Copy the rows from the start through the line containing "[941,690,986,785]", swapping "sneaker" for "shoe" and keeping everything else the same. Omit the pictures.

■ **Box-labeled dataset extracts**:
- - -

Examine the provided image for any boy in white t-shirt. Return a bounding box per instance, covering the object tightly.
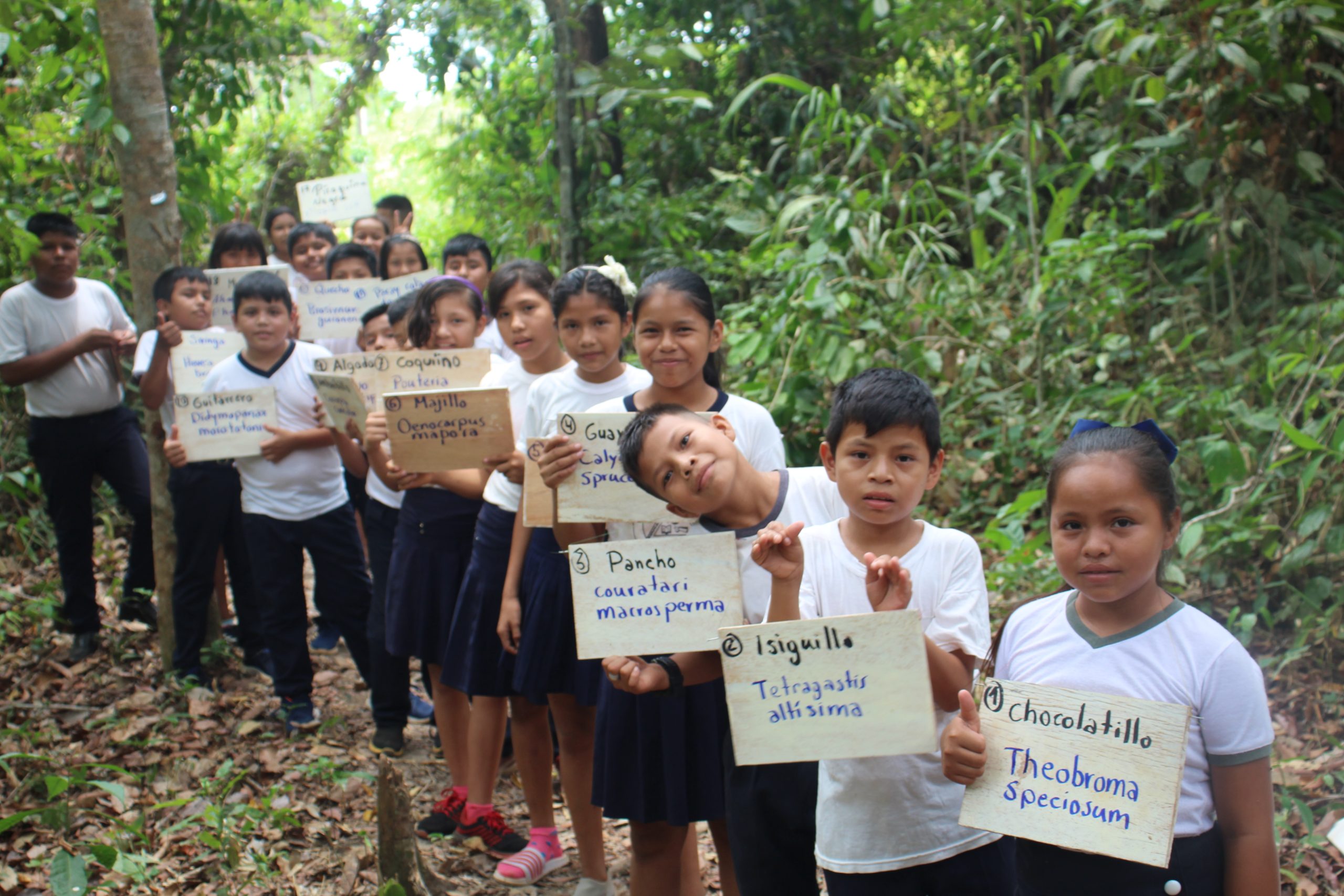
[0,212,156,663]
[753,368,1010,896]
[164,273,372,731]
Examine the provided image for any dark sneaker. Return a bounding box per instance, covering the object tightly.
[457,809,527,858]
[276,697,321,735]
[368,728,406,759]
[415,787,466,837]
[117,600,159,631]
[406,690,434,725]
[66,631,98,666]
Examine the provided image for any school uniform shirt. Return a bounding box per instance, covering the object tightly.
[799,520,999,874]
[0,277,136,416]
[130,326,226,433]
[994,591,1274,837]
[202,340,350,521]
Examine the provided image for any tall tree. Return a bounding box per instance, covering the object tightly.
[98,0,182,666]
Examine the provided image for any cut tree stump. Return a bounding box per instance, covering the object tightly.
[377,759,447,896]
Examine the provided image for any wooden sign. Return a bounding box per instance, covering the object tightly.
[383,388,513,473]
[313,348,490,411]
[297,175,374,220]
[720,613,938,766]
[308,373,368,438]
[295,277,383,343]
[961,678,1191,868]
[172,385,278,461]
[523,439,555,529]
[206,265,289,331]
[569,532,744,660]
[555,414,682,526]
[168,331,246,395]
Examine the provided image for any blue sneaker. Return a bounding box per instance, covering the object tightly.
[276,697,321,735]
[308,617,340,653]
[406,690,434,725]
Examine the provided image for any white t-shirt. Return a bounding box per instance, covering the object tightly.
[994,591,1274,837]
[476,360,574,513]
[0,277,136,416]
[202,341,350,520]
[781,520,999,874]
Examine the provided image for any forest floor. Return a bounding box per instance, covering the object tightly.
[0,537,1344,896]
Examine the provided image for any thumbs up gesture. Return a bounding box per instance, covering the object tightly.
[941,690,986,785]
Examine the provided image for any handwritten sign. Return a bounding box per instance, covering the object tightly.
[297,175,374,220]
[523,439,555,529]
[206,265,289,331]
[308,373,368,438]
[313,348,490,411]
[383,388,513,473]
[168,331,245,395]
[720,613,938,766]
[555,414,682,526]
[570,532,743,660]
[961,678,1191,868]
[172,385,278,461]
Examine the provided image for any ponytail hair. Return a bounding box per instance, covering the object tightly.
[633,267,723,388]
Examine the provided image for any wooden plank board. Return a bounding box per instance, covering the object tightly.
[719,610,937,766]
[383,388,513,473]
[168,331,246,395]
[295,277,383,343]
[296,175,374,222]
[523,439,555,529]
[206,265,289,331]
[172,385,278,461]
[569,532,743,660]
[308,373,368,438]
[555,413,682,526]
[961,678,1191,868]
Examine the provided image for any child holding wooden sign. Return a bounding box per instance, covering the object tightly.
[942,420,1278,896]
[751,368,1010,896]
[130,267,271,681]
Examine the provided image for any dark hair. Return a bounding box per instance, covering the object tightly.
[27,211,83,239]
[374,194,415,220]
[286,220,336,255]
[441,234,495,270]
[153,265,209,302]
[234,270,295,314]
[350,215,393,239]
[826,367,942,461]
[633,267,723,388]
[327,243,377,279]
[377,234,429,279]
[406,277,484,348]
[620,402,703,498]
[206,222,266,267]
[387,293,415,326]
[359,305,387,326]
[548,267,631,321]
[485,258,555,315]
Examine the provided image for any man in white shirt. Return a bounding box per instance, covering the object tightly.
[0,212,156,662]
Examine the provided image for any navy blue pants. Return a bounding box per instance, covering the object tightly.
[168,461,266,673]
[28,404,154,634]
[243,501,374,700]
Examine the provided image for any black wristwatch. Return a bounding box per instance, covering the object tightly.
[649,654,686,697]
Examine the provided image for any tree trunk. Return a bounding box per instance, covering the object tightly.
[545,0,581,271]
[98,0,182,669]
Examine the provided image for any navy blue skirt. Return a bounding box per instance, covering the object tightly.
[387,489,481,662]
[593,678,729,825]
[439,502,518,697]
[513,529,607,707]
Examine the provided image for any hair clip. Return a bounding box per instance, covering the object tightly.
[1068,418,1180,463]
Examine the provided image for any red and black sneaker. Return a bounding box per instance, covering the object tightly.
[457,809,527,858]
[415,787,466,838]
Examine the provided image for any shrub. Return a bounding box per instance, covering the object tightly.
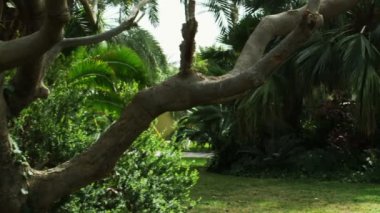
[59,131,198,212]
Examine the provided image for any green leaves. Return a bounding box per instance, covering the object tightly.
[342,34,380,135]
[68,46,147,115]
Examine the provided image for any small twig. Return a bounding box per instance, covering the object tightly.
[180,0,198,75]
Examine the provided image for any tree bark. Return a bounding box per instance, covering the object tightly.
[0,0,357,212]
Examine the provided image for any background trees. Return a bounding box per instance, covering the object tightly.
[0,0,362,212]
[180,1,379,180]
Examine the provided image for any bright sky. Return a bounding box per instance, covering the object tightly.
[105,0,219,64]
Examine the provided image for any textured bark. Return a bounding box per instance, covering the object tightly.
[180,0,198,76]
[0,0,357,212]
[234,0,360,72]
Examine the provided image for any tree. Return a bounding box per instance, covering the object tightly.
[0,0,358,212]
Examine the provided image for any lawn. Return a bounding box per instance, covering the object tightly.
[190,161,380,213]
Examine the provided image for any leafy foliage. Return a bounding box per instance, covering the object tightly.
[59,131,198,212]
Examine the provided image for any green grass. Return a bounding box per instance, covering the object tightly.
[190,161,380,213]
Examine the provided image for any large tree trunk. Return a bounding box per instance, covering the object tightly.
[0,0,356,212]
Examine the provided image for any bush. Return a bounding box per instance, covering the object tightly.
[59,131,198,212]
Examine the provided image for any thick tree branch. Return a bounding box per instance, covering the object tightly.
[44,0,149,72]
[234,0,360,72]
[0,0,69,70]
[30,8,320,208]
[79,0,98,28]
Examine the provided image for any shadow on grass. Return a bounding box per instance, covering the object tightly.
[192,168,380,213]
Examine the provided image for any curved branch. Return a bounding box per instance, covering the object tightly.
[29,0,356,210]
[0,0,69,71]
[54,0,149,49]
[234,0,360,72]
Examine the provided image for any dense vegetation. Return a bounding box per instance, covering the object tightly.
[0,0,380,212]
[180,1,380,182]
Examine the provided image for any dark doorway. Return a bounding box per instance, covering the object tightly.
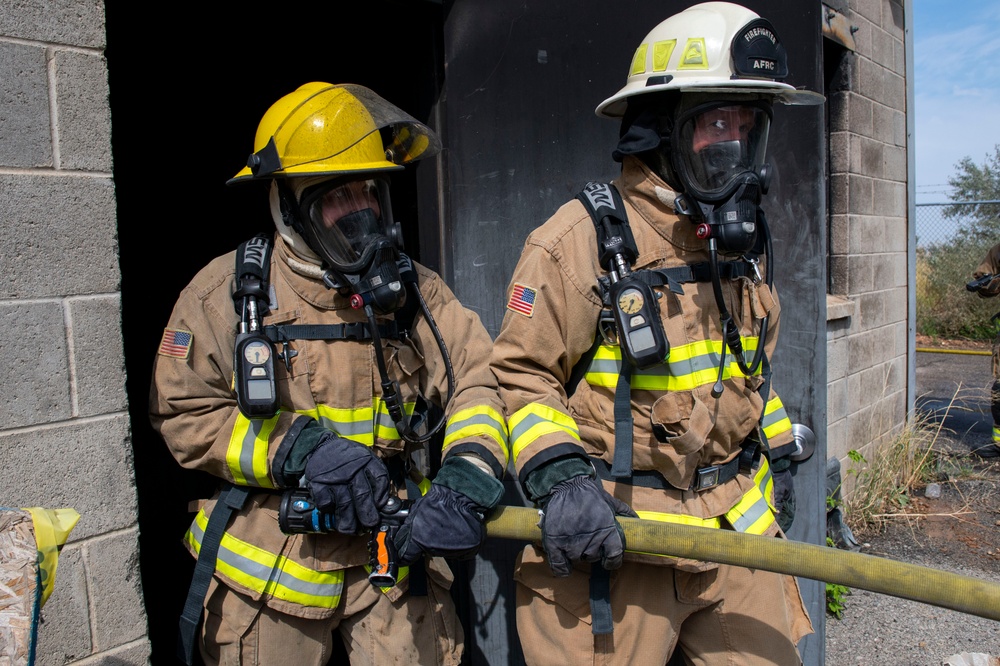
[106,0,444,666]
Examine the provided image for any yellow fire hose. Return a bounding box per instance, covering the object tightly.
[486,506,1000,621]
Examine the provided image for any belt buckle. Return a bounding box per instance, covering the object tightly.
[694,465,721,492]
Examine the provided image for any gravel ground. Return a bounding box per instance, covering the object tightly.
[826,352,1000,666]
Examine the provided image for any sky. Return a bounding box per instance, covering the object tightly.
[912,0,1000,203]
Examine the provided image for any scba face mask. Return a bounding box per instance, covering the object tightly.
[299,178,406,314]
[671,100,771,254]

- - -

■ **Response**:
Examine the provided image for any boy in white t-shirt. Return a bounding box per instance, covering the object tightly.
[0,212,156,663]
[753,368,1010,896]
[164,273,372,731]
Examine the provided image for any dark shoe. Return a bounding box per instance, covering the object tightly.
[457,809,527,858]
[276,697,321,735]
[368,728,406,759]
[415,787,466,837]
[117,600,159,631]
[406,690,434,725]
[66,631,98,666]
Examine the provided image for any school uniform shirt. Return a bounding box per instance, covering the object tightly.
[799,520,999,874]
[0,277,136,416]
[130,326,226,433]
[994,591,1274,837]
[202,340,350,521]
Examine the provided image for any tall tree. Return a bounding box per instance, covering the object tightly.
[98,0,182,666]
Examine the provided image for any cut tree stump. Return a bounding box per instance, covering the object tightly.
[377,759,447,896]
Examine the provided image for any wooden sign. Return a bounding box per instance, covering the object tightly.
[383,388,513,473]
[313,348,490,411]
[297,175,374,220]
[720,613,938,766]
[308,373,368,438]
[295,277,383,343]
[961,678,1191,868]
[172,385,278,461]
[523,439,555,529]
[206,265,289,331]
[569,532,744,660]
[555,414,682,526]
[168,331,246,395]
Examine the provided image for any blue shoe. Return a bounding box per instance, covering the object tightly.
[276,697,321,735]
[308,617,340,653]
[406,690,434,725]
Examine the provided image for any white t-shirt. Return a bounding box per instance, covering the object tightly.
[994,591,1274,837]
[476,360,574,513]
[0,277,136,416]
[202,341,350,520]
[781,520,999,874]
Examine the provided image for any forest floor. Return a bounding box per instance, covering the object tightly.
[0,537,1344,896]
Examine the provided image for any thumbs up gesture. Return a bounding box per instance, covering the object tightly.
[941,690,986,785]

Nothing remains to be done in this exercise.